__課題一覧__.
a) ミュージカル「Tommy」の劇評について、次の問いに答えてください。
(i) 筆者が観劇した会場はどこですか。
(ii) 今回の舞台の時代設定はいつですか。
(iii) ブロードウェイ版がトニー賞を受賞したのは何年ですか。
b) ミュージカル「Tommy」の劇評を、最後の文に続けて書き進めてください。

__原文資料__.
○ ○ ○ ○
劇評「Tommy」

 昨日、ミュージカル「Tommy」を観てきました。
 この作品がどういうものかの説明は不要ですよね。そう、あの名作の舞台化作品で、1993年にはブロードウェイ版がトニー賞も受賞したというアレです。まさか日本で観られるとは思いませんでした。ただ、もともと抽象的なストーリーで、過去にもフォーマットごとに設定や内容が微妙に違っているし、大体こういうものは、オリジナルを越えることはあんまりないんだよな、さあ、どんなことになっているのだろうと、期待というよりも不安の方が大きい状態で東京厚生年金会館へ。けっこう前の良い席で観劇開始です。
 舞台となる時代は、オリジナルの第一次大戦後ではなく、ケン・ラッセルの映画版と同様第二次大戦後になっています。その方がより現代的で、観客にイメージしやすいからだと思いました。基本的なストーリーに変更はなく、三重苦の主人公がピンボールの才能を発揮し、自己を解放してカリスマとなるが、信奉者の離反により再び孤独になって、、、というものでした。
 ただ、今回印象的だったのは、今までのどのフォーマットよりも「家族」というものが強くでていたことです。今までのものではそれほどの役割ではないトミーの両親は、単なるトミーの三重苦の原因以上の存在で、常にトミーとともにあり、彼のために尽くします。
○ ○ ○ ○
座標ラベリングデータ:
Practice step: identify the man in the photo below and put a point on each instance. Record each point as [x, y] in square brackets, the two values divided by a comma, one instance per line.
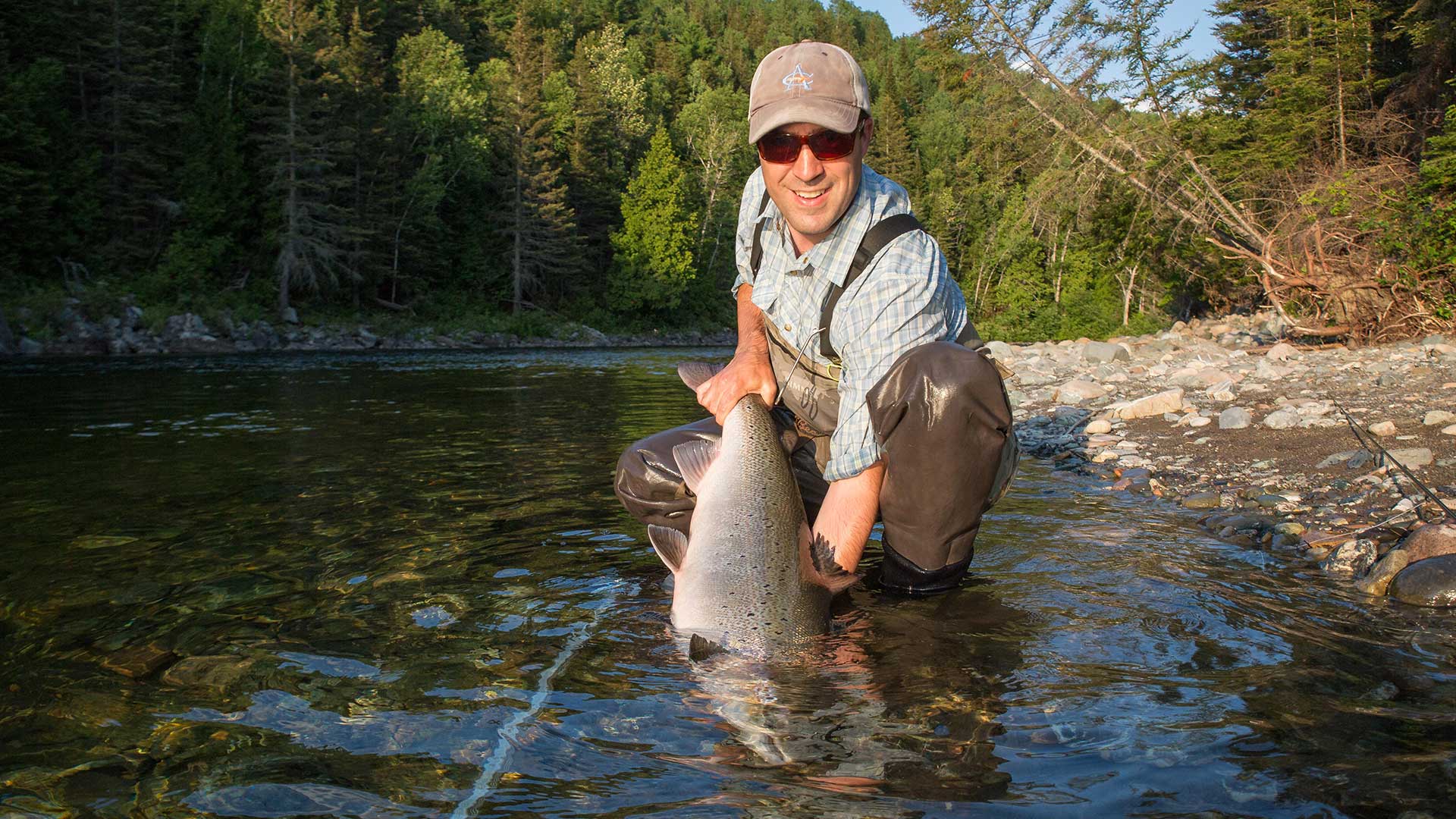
[899, 422]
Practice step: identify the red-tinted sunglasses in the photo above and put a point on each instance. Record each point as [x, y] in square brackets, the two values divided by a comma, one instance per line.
[783, 148]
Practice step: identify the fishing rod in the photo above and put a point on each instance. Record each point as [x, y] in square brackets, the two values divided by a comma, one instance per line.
[1366, 439]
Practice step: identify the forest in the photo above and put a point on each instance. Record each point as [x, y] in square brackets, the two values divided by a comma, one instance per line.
[490, 164]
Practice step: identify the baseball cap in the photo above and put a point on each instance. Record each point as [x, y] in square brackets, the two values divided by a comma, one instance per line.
[807, 82]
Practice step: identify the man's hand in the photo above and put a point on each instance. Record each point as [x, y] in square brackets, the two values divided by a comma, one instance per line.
[748, 372]
[849, 513]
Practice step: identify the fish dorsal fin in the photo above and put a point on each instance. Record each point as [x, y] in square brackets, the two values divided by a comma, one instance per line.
[701, 648]
[820, 566]
[693, 460]
[670, 544]
[693, 373]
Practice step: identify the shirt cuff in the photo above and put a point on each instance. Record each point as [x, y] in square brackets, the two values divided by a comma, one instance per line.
[855, 463]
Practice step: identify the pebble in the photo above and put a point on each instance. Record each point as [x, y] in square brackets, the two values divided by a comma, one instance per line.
[1282, 419]
[1235, 419]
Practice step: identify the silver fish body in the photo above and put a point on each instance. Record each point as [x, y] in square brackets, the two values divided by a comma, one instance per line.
[748, 576]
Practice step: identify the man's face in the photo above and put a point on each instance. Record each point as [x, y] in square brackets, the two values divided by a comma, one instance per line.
[814, 193]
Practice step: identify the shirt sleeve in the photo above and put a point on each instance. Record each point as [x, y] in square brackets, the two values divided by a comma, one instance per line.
[905, 299]
[743, 238]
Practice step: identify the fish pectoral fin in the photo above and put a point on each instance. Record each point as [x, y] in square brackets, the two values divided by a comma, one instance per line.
[670, 544]
[821, 566]
[693, 460]
[701, 648]
[695, 373]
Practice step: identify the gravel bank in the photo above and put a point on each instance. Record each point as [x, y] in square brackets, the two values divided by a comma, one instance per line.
[1247, 433]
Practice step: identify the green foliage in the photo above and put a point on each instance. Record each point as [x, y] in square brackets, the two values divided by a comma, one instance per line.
[654, 249]
[460, 161]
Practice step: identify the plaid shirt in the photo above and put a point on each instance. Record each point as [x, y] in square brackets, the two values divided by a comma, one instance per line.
[902, 300]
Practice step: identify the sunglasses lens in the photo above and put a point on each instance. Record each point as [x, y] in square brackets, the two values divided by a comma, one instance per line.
[832, 145]
[780, 148]
[783, 148]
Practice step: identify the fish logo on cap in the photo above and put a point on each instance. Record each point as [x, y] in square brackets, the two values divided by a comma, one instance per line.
[797, 80]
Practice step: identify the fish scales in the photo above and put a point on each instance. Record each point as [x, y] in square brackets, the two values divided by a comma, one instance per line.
[746, 575]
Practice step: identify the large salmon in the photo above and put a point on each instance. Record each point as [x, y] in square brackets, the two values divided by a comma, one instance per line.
[748, 576]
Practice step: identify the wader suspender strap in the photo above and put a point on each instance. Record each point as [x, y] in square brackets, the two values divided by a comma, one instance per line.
[875, 240]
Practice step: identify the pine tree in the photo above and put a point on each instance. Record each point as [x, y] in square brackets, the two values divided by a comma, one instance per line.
[309, 237]
[541, 223]
[654, 259]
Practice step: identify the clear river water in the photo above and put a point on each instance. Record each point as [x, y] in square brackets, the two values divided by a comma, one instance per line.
[400, 586]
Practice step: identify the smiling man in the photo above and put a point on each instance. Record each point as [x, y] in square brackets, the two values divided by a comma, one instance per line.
[849, 319]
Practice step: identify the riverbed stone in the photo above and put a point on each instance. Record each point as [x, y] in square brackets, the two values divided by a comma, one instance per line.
[1078, 391]
[1378, 580]
[1104, 352]
[1150, 406]
[137, 661]
[1350, 558]
[1282, 352]
[1203, 500]
[1427, 582]
[212, 672]
[1438, 417]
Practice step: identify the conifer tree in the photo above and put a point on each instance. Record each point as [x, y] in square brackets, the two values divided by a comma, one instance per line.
[654, 259]
[541, 223]
[308, 238]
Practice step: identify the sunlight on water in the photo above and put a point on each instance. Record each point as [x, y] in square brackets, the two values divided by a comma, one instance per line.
[400, 585]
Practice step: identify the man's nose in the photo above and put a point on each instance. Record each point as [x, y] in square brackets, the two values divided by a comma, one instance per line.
[807, 167]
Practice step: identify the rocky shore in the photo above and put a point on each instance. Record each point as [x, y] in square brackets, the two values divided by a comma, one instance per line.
[1247, 431]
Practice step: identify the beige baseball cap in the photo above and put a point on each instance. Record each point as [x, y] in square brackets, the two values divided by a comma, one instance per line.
[807, 82]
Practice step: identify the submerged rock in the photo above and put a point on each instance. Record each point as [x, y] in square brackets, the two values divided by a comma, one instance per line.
[1427, 582]
[1350, 558]
[1378, 580]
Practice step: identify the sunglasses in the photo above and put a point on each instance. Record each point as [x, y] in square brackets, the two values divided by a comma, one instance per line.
[783, 148]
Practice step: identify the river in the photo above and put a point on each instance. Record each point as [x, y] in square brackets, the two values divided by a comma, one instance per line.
[400, 585]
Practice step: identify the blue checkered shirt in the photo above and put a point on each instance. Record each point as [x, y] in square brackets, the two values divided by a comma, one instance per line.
[902, 300]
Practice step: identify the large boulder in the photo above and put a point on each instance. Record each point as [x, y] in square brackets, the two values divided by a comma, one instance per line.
[1378, 582]
[1435, 539]
[1427, 583]
[1103, 352]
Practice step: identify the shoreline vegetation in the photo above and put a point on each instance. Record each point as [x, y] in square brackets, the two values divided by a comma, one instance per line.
[514, 167]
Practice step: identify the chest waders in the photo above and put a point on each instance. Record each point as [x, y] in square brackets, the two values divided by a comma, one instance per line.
[940, 413]
[808, 388]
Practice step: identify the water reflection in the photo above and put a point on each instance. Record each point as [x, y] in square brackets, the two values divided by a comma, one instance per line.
[357, 585]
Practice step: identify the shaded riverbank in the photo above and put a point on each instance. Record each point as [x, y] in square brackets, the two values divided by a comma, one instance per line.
[1251, 433]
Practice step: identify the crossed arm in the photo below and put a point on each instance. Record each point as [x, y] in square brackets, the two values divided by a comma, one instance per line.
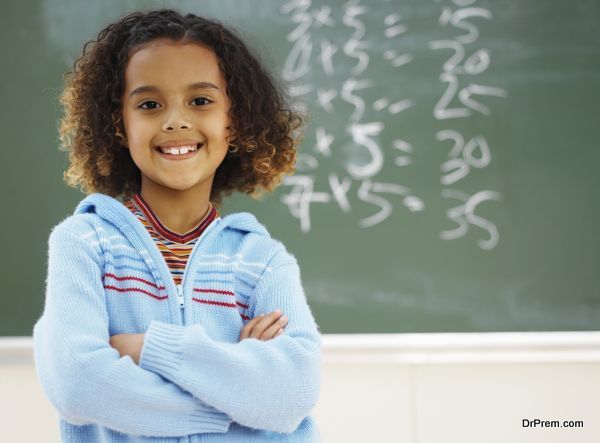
[263, 327]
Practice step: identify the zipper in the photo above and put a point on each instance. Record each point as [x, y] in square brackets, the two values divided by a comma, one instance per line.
[180, 296]
[179, 287]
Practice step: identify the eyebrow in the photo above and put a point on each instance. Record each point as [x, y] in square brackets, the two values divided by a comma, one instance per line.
[149, 88]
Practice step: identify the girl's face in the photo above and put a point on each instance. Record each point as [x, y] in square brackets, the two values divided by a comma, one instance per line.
[175, 115]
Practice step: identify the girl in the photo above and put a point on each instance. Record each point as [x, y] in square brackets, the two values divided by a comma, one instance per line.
[163, 322]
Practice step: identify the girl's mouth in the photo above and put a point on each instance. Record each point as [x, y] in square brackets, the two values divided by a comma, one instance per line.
[179, 152]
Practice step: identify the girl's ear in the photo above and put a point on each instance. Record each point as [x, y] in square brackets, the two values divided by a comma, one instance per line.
[122, 137]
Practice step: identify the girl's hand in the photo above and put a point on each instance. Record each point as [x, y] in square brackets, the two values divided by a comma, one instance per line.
[128, 344]
[265, 327]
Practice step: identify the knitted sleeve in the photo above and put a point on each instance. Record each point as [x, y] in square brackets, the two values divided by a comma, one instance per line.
[270, 385]
[83, 377]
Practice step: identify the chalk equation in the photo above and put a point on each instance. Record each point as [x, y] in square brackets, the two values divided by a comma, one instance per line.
[334, 64]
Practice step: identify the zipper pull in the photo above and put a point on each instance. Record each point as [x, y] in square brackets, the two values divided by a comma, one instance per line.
[180, 295]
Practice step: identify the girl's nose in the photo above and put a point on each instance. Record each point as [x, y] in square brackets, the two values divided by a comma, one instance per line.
[176, 122]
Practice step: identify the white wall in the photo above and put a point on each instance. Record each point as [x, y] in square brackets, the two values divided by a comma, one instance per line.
[413, 388]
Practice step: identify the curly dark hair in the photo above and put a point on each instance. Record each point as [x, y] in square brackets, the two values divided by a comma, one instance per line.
[264, 131]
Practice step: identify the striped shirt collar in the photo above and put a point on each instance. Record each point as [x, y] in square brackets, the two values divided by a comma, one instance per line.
[165, 232]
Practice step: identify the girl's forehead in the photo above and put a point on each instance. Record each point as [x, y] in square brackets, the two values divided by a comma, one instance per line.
[163, 49]
[166, 61]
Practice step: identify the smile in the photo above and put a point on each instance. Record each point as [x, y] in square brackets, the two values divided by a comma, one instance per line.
[180, 150]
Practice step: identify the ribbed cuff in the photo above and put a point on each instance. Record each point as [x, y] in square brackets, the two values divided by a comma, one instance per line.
[209, 419]
[163, 348]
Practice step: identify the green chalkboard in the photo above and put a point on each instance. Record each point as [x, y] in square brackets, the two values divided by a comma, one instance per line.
[448, 179]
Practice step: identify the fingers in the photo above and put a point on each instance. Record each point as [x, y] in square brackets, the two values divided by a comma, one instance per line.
[264, 327]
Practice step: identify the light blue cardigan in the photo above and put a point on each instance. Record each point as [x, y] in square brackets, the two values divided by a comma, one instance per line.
[195, 382]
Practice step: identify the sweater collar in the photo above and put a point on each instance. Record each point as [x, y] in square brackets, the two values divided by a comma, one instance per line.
[115, 212]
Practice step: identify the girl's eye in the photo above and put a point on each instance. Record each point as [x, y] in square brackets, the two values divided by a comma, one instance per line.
[149, 105]
[201, 101]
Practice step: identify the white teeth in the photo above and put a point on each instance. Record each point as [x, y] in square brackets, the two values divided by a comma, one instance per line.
[179, 151]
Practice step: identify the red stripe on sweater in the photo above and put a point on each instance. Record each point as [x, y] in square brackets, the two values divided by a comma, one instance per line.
[114, 288]
[213, 291]
[149, 283]
[216, 303]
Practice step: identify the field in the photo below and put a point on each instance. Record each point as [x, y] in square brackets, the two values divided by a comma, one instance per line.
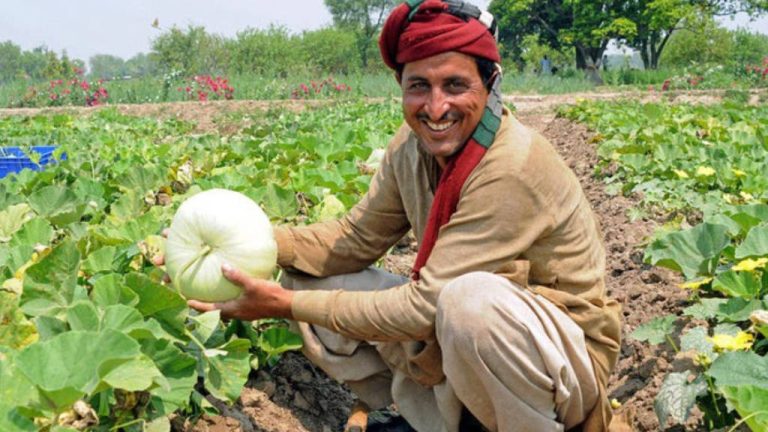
[677, 181]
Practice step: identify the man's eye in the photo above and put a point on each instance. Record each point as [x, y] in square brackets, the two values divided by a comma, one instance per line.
[456, 86]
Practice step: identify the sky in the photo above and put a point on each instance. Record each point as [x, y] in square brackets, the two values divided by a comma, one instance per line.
[124, 27]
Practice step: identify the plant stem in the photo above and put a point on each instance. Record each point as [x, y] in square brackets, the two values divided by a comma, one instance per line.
[740, 422]
[672, 342]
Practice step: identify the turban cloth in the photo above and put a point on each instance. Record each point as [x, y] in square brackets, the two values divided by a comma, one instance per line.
[416, 30]
[432, 28]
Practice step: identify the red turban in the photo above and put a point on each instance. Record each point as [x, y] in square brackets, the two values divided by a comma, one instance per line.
[432, 30]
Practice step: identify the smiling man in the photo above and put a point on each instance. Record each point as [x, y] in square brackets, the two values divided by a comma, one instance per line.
[505, 318]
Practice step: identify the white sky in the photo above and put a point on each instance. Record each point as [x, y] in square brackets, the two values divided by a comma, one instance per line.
[124, 27]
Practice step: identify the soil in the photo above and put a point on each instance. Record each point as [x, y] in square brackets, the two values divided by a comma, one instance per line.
[296, 396]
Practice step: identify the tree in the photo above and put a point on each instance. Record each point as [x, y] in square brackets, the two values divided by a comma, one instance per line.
[587, 25]
[140, 65]
[190, 52]
[584, 26]
[106, 66]
[10, 61]
[364, 18]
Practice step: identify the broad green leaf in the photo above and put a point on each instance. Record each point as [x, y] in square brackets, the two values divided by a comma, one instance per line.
[277, 340]
[110, 290]
[100, 260]
[82, 315]
[740, 368]
[705, 309]
[737, 310]
[71, 365]
[205, 324]
[142, 179]
[279, 203]
[696, 340]
[21, 247]
[755, 245]
[12, 219]
[48, 326]
[751, 403]
[58, 204]
[694, 251]
[677, 396]
[226, 374]
[17, 390]
[178, 368]
[159, 302]
[50, 284]
[744, 285]
[134, 375]
[120, 317]
[655, 331]
[16, 331]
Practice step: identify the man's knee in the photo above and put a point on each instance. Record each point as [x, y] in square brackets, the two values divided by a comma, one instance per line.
[470, 304]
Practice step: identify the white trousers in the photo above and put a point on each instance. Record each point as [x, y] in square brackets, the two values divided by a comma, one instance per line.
[517, 362]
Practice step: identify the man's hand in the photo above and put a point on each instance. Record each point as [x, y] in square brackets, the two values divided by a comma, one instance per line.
[260, 299]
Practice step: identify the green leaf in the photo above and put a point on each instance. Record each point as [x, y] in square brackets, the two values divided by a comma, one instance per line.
[696, 340]
[16, 330]
[134, 375]
[751, 403]
[205, 324]
[110, 290]
[100, 260]
[677, 396]
[755, 245]
[740, 368]
[49, 327]
[21, 247]
[744, 285]
[277, 340]
[280, 203]
[82, 315]
[694, 251]
[655, 331]
[12, 219]
[50, 284]
[227, 373]
[71, 365]
[705, 309]
[58, 204]
[16, 390]
[737, 309]
[159, 302]
[178, 368]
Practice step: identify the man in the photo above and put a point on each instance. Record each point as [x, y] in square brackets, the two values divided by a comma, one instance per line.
[505, 316]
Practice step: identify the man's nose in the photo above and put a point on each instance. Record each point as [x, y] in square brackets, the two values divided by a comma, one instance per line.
[437, 104]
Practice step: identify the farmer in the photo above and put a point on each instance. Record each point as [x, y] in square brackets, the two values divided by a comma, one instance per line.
[505, 317]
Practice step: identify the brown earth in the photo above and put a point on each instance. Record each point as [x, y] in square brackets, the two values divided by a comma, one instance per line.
[286, 399]
[296, 396]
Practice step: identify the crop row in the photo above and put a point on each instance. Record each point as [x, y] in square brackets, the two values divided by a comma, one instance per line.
[91, 337]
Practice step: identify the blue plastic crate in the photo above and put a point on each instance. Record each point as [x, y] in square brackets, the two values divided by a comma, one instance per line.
[14, 159]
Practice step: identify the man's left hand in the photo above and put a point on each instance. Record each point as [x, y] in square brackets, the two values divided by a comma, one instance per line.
[260, 299]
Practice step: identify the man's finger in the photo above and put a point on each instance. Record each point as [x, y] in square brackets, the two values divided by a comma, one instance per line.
[234, 275]
[202, 306]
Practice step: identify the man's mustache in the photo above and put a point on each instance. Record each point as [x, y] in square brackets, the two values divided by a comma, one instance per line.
[449, 116]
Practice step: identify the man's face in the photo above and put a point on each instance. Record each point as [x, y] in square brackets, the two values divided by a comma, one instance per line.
[443, 101]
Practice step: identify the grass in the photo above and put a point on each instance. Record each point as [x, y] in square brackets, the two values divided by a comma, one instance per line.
[377, 84]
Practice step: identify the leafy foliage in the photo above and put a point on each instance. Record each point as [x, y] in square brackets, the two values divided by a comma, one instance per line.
[88, 323]
[704, 165]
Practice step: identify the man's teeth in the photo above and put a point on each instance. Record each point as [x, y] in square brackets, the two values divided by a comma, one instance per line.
[440, 126]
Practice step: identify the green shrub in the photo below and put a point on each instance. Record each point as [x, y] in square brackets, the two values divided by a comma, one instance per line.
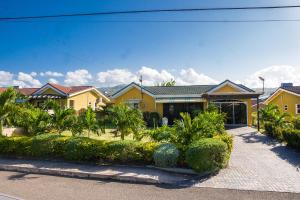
[84, 149]
[207, 154]
[166, 155]
[296, 122]
[48, 146]
[292, 137]
[227, 138]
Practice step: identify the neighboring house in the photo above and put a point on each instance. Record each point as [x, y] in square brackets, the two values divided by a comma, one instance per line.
[77, 97]
[232, 99]
[287, 98]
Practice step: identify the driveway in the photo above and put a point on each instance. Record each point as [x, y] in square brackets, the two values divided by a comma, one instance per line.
[258, 163]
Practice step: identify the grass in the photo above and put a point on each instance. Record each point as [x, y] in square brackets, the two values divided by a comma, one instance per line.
[108, 135]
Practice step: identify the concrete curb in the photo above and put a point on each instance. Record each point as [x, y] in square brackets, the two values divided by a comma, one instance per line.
[84, 175]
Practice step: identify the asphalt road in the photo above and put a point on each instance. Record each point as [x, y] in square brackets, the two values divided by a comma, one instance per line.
[33, 186]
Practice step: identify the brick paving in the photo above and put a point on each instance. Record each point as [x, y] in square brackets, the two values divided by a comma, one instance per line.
[258, 163]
○ ○ ○ ○
__解答__.
a)
(i) 東京厚生年金会館
(ii) 第二次大戦後
(iii) 1993年

b)
 今回の舞台での、ほぼ唯一の新曲は両親の歌うもので、一向に快復しない息子に対する愛情と責任感そして諦めの感情をテーマにし、最後には夫婦が見栄や気取りを捨ててお互いの弱さを許し合うという内容でした。その曲の中であった、鏡の前に立つ息子に寄り添うように自分たちも立つというシーンは、今までの「Tommy」にはない、暖かい感情を呼び起こすものでした。第2部の冒頭、快復しない息子の誕生日のシーンで、母親が寂しそうに、息子が生まれたときに産院で看護婦が歌った「男の子ですよウォーカーさん、男の子です・・・」を口ずさんでため息をつくところで、僕は少し涙ぐんでしまいました。
 そして、いとこのケヴィンとアーニーおじさん。この2人も、ほぼ全編にわたって登場します。この2人も、想像していた以上に物語にコミットしていて、「家族」「血」というものが作品の大きな部分を占めているという思いを強くしました。
 特にアーニーおじさん。たぶんこの人が、今までの「Tommy」関連の作品と、最も違う扱いを受けた登場人物でしょう。あの変態おじさんは、(やってることは同じですが)ある意味でとても人間的で、自分のやっている卑しい行為を自覚し、どこかで恥ずかしいと思っている、という人物として描かれています。夫の不在中、戦時下で不安なウォーカー夫人にこっそり闇物資を差し入れてあげるところなど、彼の「やさしい」部分も観られます。プログラムを読むと、この演出上の変更は意識的なものだったそうで、演じた役者さんの「同情に値する人物として演じた」という言葉が掲載されています。映画じゃキースが変態丸出しの感情移入度ゼロの演技だったアーニーおじさんですが、今回は刮目しました。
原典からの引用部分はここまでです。